:: Exercise aim ::
Reproduce every line of the material below word for word, without changing anything.

:: Materials provided ::
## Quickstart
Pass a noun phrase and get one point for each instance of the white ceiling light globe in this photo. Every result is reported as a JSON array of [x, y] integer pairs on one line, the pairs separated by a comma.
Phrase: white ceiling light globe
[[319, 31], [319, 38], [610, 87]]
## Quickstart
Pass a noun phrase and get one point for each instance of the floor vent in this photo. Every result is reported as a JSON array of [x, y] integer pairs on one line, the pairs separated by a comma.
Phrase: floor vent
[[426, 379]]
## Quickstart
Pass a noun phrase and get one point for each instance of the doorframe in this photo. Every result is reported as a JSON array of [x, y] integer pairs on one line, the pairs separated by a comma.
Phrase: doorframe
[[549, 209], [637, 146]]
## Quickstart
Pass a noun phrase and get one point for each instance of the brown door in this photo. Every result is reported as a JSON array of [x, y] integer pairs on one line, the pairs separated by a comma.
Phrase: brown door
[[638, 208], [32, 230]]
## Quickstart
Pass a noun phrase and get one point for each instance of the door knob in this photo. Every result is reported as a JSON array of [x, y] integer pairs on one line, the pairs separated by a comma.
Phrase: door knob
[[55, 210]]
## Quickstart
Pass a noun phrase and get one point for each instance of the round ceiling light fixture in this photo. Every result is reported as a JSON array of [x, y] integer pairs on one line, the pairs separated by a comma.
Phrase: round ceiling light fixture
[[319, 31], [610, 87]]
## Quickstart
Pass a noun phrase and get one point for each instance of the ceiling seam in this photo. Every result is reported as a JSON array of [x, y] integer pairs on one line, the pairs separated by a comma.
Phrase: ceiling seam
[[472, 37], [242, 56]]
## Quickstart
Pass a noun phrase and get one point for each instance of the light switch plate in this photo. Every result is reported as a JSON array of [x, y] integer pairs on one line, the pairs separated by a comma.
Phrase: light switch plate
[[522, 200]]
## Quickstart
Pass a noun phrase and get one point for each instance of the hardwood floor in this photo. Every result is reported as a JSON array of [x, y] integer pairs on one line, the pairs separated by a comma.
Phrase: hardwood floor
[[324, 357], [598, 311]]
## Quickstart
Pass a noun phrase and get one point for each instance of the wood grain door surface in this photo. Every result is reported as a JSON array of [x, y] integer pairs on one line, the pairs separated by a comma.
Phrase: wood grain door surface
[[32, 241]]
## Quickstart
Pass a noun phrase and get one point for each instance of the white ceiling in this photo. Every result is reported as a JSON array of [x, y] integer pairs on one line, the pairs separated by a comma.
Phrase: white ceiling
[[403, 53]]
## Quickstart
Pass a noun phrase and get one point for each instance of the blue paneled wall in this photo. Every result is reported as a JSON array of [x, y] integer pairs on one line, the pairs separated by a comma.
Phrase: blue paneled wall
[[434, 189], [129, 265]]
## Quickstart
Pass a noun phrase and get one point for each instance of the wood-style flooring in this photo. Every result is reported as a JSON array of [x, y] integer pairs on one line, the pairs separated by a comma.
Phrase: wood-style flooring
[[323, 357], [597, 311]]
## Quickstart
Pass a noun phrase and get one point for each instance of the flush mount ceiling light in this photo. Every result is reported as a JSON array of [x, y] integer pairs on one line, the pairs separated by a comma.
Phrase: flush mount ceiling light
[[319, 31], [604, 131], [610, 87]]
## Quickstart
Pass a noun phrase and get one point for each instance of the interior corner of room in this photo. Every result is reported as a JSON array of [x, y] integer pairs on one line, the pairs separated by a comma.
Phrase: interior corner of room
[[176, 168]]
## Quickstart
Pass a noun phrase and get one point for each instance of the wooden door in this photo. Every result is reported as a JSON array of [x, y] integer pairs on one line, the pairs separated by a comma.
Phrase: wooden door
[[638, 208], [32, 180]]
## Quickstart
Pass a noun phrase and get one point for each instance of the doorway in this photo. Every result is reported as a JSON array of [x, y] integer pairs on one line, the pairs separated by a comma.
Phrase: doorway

:: Correct response ::
## Quickstart
Pass a noun phrase and get one point for each instance of the white ceiling light globe in this photo. Every result is reported as a JSON array of [x, y] integer pairs on one line, the pairs separated by a comma.
Phrase: white ceiling light globe
[[319, 31], [319, 38], [610, 87]]
## Quickstart
Pass a noun phrase and get one point for each instance of the floor vent in this photo. Every result is reported as a JSON array of [x, y] integer pairs on one line, the pairs separated by a comma.
Phrase: floor vent
[[426, 379]]
## Quickstart
Pass a noun phrase and get one point for each instance of the doorframe in this photo. Every result is reported as a JSON array of [x, y] integer pairs on one line, the pairs separated by a comma.
Phrase: doorframe
[[549, 209], [637, 146]]
## Quickstart
Pass a noun phrase and get one point for each instance of the brown door in this photo. Every result is reported as a JSON array of [x, y] integer pairs on one line, the pairs separated by a comma.
Phrase: brown door
[[638, 208], [32, 230]]
## Quickstart
Pass a noun phrase and get one point for each instance of the door knob in this photo. Every result is reported as a JSON array of [x, y] integer pairs on one line, the pairs separated by a comma.
Phrase: door knob
[[55, 210]]
## Quickstart
Pass a noun phrase and get one point for each instance of the round ceiling light fixture in this photo. Every result is reported as a JSON array of [x, y] integer pairs on one line, the pairs separated by a comma.
Phrase: round ceiling light fixture
[[319, 31], [610, 87]]
## Quickstart
Pass a noun phrase and get one point for each instance of the ceiling seam in this photo. Every result is reported as a JSON array of [x, y] integer pairs on one line, the pairs separated by a comma.
Phrase: ceiling seam
[[472, 37], [242, 56]]
## Quickstart
Pass a noun phrase and get one point for each instance of the light switch plate in this photo. Every result is reported as a JSON array of [x, y] integer pairs on one line, the pairs separated by a comma.
Phrase: light switch plate
[[522, 200]]
## Quickstart
Pass a noun phrase and get one point for each instance of the hardwood floor in this photo. Every result is reported as a JSON array of [x, y] integer pairs on one line, the pairs separated by a comma.
Phrase: hardwood floor
[[324, 357], [598, 311]]
## Quickstart
Pass a noun phrase and get one point for each instance of the wood grain door surface in this photo. Every result is reported as a JSON array of [x, y] integer pairs on one line, the pairs separated by a comma.
Phrase: wood grain door surface
[[32, 241]]
## Quickstart
Pass a noun phrase and get one point for each instance of the white ceiling in this photo. Every result is reported as a JSON array of [x, y] integer pairs on one line, the pairs separated by a comma.
Phrase: white ceiling
[[403, 53]]
## Quickstart
Pass a noun phrase and get one point for each instance of the blue paneled wall in this photo. Every result is reported as a JSON array of [x, y] integer pairs on one line, the pairs separated by a comma.
Phrase: blue paneled wall
[[434, 189], [129, 265]]
## Quickstart
Pass a noun phrase and get one point for each instance of the wood-style flooring in this photo. Every result is reported as a JSON array of [x, y] integer pairs on one line, the pairs separated by a comma.
Phrase: wood-style flooring
[[323, 357], [597, 311]]
## Quickstart
Pass a noun phrase and get one point for each instance of the flush mount ceiling light in this photo. Every result is reported as a JSON array of [x, y] integer pairs on one line, the pairs separated by a comma.
Phrase: flush mount ceiling light
[[319, 31], [604, 131], [610, 87]]
## Quickstart
Pass a noun phrase and get one point for each instance of the interior corner of room in this photo. Every result is reported as a JSON array of [x, y] integer pairs on one line, the pairs separated by a comma.
Phrase: interior corner of room
[[176, 168]]
## Quickstart
Pass a noun phrase and get one point for each instance of the wooden door in this photo. Every result is reported as a JSON array of [x, y] integer pairs on one line, the pairs separated by a comma.
Phrase: wooden door
[[638, 208], [32, 180]]
## Quickstart
Pass a noun phrase and get one point for each instance of the doorway in this photo. Every result is reported as a JSON array of [x, y] integer pairs on one line, the pairs separated by a comma.
Phrase: doorway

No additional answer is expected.